[WHAT TO WORK ON]: How does the review of psychedelic documentaries go on after its last sentence? Continue it from there.

Saliva thickening content: 10
2009 - ***
Dude! I remember this as being good, but man they do show a lot of the same stock footage of natural disasters over and over again, especially some shots of a fire bravely eating away the side of a building. I dig the use of the Terence McKenna timewave study, though, and the idea that 'inner time travel' will one day be the new back, blackly. Because it's made in 2009, they're a little more confident in their doomsaying than some of the more recent Mayan docs, and it's good that they among few other docs realize that the future lies within, not without. It may take light years to get to the next galaxy, but only if you need to lug your body. If you can go with just your mind it takes less than no time at all.
Salvia thickening content - 3.9
2-Part Series - ***1/2
There's big arguments between trippers and 'hardcore' Buddhists about which path is 'correct' and that drug epiphanies, meditation 'shortcuts' don't 'count.' But to me that's absurd. Even if, as they say, LSD is the helicopter ride to the roof of the mountain, and we get to look but can't stay, so what? In our ADD age, no one wants to waste their time meditating for no purpose, let them go see the mountain and be sure where there going exists, and then they can meditate to be able to stay there later, longer. That's what happened with Ram Dass, after all. And his documentary, Fierce Grace, is also on Netflix, if you want to go in that direction. And there's a Wavy Gravy documentary if you want to go in the other. I'm still at the crossroads, hanging by my left foot.
Because ultimately if we dabble in psychedelics we are pilgrims in search of the truth, and if the truth leads us to an ashram and we don't go in because we don't want to join a cult, then were we really pilgrims, or were we just bored? If the latter we shun the ashram with its commitments and robes and many-armed deities. We instead become addicted to the sound of helicopters, always hoping this next ride up to the top of mountain will be the one where we can get out and stay, skipping in the process all the chapters about self-discipline and humility. It's the clinging to the skids of expectation, dragging our Apocalypse Now heads through the palm trees; it's the tired feeling when you see your 300th punter waving a glow stick and saying under his breath "OmanI'mtrippin'sohard" and you feel like you're still wading in the kindergarten crayons. Better to just jump and hope you fly, like Superman. That's what all the hysteric anti-drug crusaders think LSD makes you do anyway...

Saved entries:
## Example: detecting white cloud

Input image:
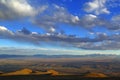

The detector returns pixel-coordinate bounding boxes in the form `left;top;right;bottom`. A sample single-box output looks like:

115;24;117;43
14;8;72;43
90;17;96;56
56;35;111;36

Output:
0;0;46;19
84;0;110;15
0;26;13;37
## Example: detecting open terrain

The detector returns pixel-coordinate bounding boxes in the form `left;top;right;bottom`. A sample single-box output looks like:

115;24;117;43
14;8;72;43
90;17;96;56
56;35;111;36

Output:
0;56;120;80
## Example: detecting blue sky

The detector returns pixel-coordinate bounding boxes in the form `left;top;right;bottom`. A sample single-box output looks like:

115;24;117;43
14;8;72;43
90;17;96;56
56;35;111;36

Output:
0;0;120;55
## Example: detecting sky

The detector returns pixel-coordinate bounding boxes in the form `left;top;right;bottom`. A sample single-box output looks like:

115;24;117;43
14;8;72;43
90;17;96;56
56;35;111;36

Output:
0;0;120;55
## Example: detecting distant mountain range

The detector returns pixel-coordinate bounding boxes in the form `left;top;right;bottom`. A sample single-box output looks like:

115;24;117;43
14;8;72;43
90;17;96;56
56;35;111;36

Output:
0;54;117;58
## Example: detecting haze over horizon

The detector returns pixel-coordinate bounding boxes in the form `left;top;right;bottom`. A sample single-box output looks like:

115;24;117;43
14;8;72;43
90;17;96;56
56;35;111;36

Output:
0;0;120;55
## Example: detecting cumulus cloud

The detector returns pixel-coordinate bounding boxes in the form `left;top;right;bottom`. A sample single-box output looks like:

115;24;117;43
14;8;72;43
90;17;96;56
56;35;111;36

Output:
32;4;79;30
0;0;46;20
0;26;14;38
0;26;120;50
84;0;110;15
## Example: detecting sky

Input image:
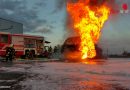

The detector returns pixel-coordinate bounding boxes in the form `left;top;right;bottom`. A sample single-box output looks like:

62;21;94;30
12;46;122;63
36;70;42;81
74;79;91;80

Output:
0;0;130;54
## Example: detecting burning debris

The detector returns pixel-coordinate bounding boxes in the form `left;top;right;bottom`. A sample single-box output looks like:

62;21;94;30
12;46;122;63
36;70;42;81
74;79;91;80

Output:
67;0;112;59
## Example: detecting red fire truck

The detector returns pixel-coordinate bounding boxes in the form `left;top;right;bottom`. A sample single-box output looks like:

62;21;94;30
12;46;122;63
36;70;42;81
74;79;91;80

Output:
0;32;44;57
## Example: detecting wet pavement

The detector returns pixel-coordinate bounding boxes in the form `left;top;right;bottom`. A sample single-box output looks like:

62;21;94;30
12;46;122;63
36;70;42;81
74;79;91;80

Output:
0;60;130;90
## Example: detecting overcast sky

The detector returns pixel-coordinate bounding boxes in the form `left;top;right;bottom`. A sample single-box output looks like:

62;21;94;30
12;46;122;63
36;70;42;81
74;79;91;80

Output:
0;0;130;53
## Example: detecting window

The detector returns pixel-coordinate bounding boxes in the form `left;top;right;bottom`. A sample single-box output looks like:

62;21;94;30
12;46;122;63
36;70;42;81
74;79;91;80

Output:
1;35;8;43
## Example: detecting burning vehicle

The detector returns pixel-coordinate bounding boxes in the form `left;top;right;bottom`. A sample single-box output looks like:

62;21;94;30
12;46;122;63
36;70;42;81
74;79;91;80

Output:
61;36;104;62
65;0;110;60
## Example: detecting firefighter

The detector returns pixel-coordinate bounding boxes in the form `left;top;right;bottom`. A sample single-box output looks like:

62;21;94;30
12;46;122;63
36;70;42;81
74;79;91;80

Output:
6;44;15;62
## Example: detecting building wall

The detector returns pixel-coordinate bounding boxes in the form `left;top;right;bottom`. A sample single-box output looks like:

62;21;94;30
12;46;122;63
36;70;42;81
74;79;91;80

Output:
0;18;23;34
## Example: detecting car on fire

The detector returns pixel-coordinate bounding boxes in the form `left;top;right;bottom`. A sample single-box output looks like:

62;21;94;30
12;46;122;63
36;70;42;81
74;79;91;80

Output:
61;36;103;62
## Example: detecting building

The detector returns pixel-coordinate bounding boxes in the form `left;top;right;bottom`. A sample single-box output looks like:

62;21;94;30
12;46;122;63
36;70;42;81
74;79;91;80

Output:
0;18;23;34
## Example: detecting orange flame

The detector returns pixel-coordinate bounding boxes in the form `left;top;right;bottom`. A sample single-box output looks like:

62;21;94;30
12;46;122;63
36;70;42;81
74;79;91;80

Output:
67;0;110;59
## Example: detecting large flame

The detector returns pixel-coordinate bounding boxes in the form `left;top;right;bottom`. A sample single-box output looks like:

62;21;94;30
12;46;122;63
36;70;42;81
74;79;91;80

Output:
67;0;110;59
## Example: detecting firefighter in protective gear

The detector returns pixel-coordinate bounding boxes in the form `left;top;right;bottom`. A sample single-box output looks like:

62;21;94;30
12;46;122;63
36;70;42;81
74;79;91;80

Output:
6;44;15;62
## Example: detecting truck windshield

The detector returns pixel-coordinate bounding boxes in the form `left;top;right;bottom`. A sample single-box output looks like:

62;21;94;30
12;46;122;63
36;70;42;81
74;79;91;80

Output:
0;35;8;43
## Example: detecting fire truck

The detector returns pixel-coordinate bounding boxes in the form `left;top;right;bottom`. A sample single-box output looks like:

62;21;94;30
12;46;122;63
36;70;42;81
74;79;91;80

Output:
0;32;44;57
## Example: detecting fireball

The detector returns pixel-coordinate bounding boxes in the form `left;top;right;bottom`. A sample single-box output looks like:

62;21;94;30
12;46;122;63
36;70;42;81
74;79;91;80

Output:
67;0;110;59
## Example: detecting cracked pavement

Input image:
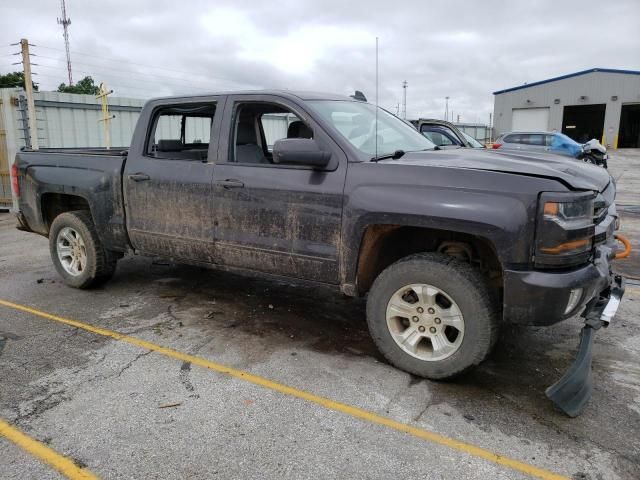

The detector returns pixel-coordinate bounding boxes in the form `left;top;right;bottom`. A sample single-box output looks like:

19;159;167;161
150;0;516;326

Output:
0;152;640;480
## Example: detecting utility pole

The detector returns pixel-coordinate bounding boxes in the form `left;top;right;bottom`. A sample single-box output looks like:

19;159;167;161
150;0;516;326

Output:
402;80;407;120
96;82;116;150
444;97;449;122
58;0;73;86
20;38;39;150
489;112;493;143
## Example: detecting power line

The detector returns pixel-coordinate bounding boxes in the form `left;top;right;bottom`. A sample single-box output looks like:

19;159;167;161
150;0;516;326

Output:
35;45;240;82
58;0;73;85
38;55;220;87
33;62;228;92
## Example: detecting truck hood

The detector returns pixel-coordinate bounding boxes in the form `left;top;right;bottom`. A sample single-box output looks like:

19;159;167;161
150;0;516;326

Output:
381;148;611;192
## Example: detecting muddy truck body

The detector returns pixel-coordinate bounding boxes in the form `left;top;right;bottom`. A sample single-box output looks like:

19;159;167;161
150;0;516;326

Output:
12;91;624;415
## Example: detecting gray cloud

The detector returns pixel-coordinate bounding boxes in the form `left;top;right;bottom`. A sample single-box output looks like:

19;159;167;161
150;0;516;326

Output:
0;0;640;122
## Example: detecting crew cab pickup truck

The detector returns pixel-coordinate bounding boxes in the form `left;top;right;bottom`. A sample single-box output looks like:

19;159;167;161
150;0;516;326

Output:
13;91;623;415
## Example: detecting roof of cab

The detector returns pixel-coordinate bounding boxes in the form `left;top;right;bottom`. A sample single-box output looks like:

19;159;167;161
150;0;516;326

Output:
154;90;359;102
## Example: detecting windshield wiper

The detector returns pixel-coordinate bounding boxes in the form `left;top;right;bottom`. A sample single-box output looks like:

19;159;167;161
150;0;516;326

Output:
370;150;405;162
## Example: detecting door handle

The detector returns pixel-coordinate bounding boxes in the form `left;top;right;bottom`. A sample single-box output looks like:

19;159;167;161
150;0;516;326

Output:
127;173;151;182
216;178;244;190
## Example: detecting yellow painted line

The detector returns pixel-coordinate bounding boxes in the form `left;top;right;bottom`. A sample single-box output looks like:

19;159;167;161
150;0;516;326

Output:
0;418;98;480
0;300;569;480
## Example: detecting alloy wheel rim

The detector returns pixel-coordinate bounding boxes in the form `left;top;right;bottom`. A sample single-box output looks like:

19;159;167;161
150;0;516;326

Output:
386;284;464;362
56;227;87;277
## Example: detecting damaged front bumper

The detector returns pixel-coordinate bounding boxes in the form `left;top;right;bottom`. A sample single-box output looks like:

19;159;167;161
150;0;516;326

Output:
545;275;625;417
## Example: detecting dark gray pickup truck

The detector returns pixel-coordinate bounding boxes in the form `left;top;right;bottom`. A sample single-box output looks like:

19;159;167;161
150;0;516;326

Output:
13;91;624;415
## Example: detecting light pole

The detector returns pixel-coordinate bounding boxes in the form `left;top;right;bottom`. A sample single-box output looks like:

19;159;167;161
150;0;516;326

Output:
444;97;449;121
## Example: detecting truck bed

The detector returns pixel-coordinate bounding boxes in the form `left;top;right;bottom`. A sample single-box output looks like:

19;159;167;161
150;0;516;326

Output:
16;148;128;251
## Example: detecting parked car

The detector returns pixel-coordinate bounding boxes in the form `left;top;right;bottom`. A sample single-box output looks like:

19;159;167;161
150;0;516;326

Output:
12;91;623;415
413;118;485;149
493;132;609;168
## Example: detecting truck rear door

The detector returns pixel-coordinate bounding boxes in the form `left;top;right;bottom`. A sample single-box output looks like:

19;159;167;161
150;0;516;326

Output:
123;96;224;263
213;95;347;283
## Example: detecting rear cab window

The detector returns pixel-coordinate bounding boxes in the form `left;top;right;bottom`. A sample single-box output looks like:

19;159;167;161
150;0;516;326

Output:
145;103;216;161
229;101;314;168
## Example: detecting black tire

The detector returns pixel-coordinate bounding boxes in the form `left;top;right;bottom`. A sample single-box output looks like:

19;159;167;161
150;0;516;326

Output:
367;253;499;380
49;210;118;288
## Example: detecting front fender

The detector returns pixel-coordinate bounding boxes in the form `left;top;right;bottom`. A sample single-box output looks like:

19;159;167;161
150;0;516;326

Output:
341;165;558;283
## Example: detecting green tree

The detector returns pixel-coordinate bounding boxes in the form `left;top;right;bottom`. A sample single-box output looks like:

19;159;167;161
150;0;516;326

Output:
0;72;38;91
58;76;100;95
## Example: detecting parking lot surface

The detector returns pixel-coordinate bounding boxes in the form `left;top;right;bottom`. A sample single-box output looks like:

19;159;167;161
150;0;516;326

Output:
0;151;640;479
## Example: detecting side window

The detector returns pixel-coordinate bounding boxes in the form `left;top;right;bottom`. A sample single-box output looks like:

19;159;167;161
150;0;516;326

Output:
146;103;216;161
527;134;544;147
229;102;313;168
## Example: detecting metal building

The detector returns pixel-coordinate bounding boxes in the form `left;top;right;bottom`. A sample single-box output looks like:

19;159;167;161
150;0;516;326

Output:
493;68;640;148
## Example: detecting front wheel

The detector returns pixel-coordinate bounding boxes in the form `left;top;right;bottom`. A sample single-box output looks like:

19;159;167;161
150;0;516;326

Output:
49;210;117;288
367;253;499;379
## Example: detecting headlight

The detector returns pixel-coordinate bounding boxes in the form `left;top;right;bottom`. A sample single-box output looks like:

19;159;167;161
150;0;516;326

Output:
535;192;596;268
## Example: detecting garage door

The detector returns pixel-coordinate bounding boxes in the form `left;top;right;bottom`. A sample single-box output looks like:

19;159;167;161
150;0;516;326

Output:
511;108;549;132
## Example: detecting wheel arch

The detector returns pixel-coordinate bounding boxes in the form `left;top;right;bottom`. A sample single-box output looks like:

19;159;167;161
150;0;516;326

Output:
354;224;503;295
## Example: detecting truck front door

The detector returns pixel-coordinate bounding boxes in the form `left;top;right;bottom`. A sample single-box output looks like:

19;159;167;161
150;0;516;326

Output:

[YOUR RESPONSE]:
No worries about any of that, though, or enduring any dogma, grandiosity, judgment or incoherence when listening to the great Robert Thurman. You would think an old white guy with a glass eye speaking for an hour and a half via a two camera set-up wouldn't be so riveting, but his tongue speaks much wisdom, and since it's sheathed in scholarly wit and perspective it goes down smooth as the pangs of truths you feel you used to know and just forgot, with scholarly fire replacing the usual humbler-than-thou posturing we sometimes find in non-Asian Buddhist superstars. And if you still don't think Buddhism is trippy, just realize that before she married Thurman, Uma's mom was married to... that's right.... Timothy Leary.
Through powers of pronoia I've traced the whole Uma lineage back to benevolent Nordic alien ancestors who helped manipulate our DNA so that there could be gorgeous blonde Swedes; who helped the original Buddha clean the land of reptilian demons so humans could get a toe hold; who opened up still developing human minds like the most potent of angelic wand taps. I you dare believe, and let the music leaf off the page, and new try the things, and being bewared finally dissolves so you finally become aware... of the bear.